Their support has made it all worthwhile.
CONTENTS
Dedication
Introduction
1 Journey to the White House
2 Framing the Mission
3 Clearing the Way
4 The Disciplined Leader: Ending the Cold War
5 “Read My Lips”: The Budget Agreement of 1990
6 Free-Market Policies for the Environment and Energy
7 Empowering Communities and Families
8 The Compassionate Conservative
9 Desert Storm
10 Panama, China, the Israeli-Palestinian Conflict
11 The Supreme Court
12 An Embattled 1992
Postscript: Completing the Mission
Acknowledgments
References
Index
Photograph Section
About the Author
Credits
Copyright
About the Publisher
INTRODUCTION
“I’M A QUIET MAN, BUT I HEAR THE QUIET PEOPLE OTHERS DON’T.”
—George Herbert Walker Bush, 1988 Republican
Convention Acceptance Speech
In early 1993, after the inauguration of President Bill Clinton, I was invited to speak to a business group about my life in government and years of service to the man Clinton had defeated the previous year—former president George Herbert Walker Bush. As governor of New Hampshire for three terms, I had worked with Bush long before he was elected to the Oval Office and helped him through a contentious GOP primary against a host of other Republican candidates. Later, as his chief of staff, I served the president faithfully for almost his entire term of office. During the speech, I summarized for the group what I felt were Bush’s accomplishments in both foreign and domestic policy. In the question-and-answer period that immediately followed, I was asked why I felt the president had lost his reelection bid.
After touching on what I believed were the inadequacies of his campaign, I noted the historical precedents of losing an election immediately after leading a nation through a great shift in the foreign policy landscape.
“The most notable example is Winston Churchill, whom everyone credits with having been the heart and soul of England’s victory over Hitler in World War II,” I told the group. “Then, immediately upon the end of that war, there was an election in England, and Prime Minister Winston Churchill’s party was voted out of office.”
• • • •
# The task
Could you echo the excerpt about the Bush presidency in full, word for word? The records come from a separate source, unrelated to the excerpt about the Bush presidency.

# Excerpts from location labeling data
• • • •
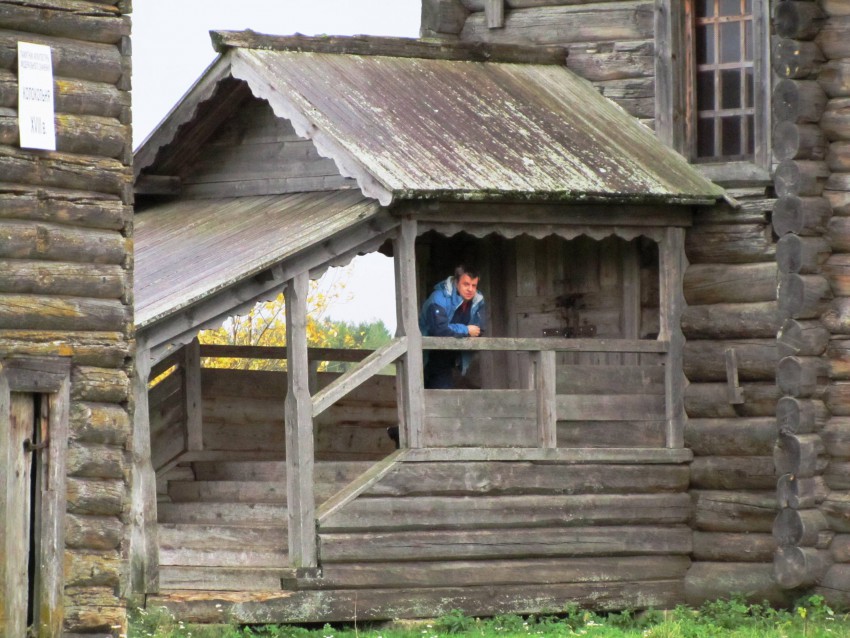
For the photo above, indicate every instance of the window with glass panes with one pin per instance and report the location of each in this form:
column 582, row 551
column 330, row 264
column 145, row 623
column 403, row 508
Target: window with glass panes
column 724, row 83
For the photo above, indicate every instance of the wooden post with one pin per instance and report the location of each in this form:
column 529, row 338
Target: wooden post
column 192, row 395
column 544, row 384
column 407, row 310
column 144, row 539
column 673, row 264
column 298, row 409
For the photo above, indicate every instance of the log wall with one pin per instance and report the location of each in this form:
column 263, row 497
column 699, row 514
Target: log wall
column 66, row 275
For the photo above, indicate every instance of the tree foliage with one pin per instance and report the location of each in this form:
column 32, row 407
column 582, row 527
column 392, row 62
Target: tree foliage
column 265, row 325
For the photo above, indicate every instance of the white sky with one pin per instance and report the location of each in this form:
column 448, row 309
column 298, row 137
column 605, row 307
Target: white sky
column 171, row 49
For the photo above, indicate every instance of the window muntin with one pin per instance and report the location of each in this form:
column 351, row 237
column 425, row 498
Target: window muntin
column 723, row 82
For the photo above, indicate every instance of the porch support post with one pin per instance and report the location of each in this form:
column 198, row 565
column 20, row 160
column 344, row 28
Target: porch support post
column 192, row 395
column 411, row 381
column 144, row 540
column 673, row 264
column 298, row 410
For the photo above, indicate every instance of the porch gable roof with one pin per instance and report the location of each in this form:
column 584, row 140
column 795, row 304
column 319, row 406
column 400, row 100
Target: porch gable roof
column 409, row 125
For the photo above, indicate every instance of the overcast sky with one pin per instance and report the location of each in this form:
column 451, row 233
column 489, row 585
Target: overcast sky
column 171, row 49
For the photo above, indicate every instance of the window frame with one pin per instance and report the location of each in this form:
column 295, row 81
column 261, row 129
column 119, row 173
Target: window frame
column 675, row 103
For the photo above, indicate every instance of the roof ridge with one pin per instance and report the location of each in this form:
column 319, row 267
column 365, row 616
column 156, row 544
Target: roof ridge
column 390, row 46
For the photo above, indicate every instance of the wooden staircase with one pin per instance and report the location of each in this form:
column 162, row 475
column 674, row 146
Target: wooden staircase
column 222, row 524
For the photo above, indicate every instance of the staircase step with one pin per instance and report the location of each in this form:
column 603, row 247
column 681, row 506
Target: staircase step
column 245, row 557
column 222, row 578
column 245, row 514
column 201, row 536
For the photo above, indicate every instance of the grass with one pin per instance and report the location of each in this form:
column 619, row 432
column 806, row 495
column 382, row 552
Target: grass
column 734, row 618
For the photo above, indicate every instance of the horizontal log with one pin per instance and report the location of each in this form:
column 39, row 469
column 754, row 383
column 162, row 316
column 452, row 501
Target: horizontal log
column 729, row 547
column 803, row 296
column 40, row 312
column 71, row 58
column 801, row 215
column 799, row 454
column 798, row 101
column 796, row 567
column 727, row 511
column 799, row 142
column 600, row 61
column 729, row 244
column 80, row 134
column 52, row 242
column 93, row 569
column 835, row 121
column 799, row 376
column 796, row 59
column 837, row 475
column 800, row 416
column 799, row 20
column 103, row 423
column 730, row 283
column 801, row 255
column 731, row 321
column 99, row 281
column 529, row 542
column 504, row 478
column 706, row 360
column 95, row 461
column 710, row 400
column 102, row 349
column 801, row 338
column 800, row 493
column 832, row 37
column 96, row 497
column 93, row 23
column 733, row 473
column 611, row 21
column 63, row 170
column 798, row 527
column 90, row 210
column 800, row 178
column 74, row 97
column 837, row 317
column 93, row 532
column 424, row 512
column 834, row 78
column 837, row 398
column 500, row 572
column 731, row 437
column 709, row 581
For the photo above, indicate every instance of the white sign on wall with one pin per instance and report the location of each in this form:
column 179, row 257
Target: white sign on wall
• • • •
# Task solution
Their support has made it all worthwhile.
CONTENTS
Dedication
Introduction
1 Journey to the White House
2 Framing the Mission
3 Clearing the Way
4 The Disciplined Leader: Ending the Cold War
5 “Read My Lips”: The Budget Agreement of 1990
6 Free-Market Policies for the Environment and Energy
7 Empowering Communities and Families
8 The Compassionate Conservative
9 Desert Storm
10 Panama, China, the Israeli-Palestinian Conflict
11 The Supreme Court
12 An Embattled 1992
Postscript: Completing the Mission
Acknowledgments
References
Index
Photograph Section
About the Author
Credits
Copyright
About the Publisher
INTRODUCTION
“I’M A QUIET MAN, BUT I HEAR THE QUIET PEOPLE OTHERS DON’T.”
—George Herbert Walker Bush, 1988 Republican
Convention Acceptance Speech
In early 1993, after the inauguration of President Bill Clinton, I was invited to speak to a business group about my life in government and years of service to the man Clinton had defeated the previous year—former president George Herbert Walker Bush. As governor of New Hampshire for three terms, I had worked with Bush long before he was elected to the Oval Office and helped him through a contentious GOP primary against a host of other Republican candidates. Later, as his chief of staff, I served the president faithfully for almost his entire term of office. During the speech, I summarized for the group what I felt were Bush’s accomplishments in both foreign and domestic policy. In the question-and-answer period that immediately followed, I was asked why I felt the president had lost his reelection bid.
After touching on what I believed were the inadequacies of his campaign, I noted the historical precedents of losing an election immediately after leading a nation through a great shift in the foreign policy landscape.
“The most notable example is Winston Churchill, whom everyone credits with having been the heart and soul of England’s victory over Hitler in World War II,” I told the group. “Then, immediately upon the end of that war, there was an election in England, and Prime Minister Winston Churchill’s party was voted out of office.”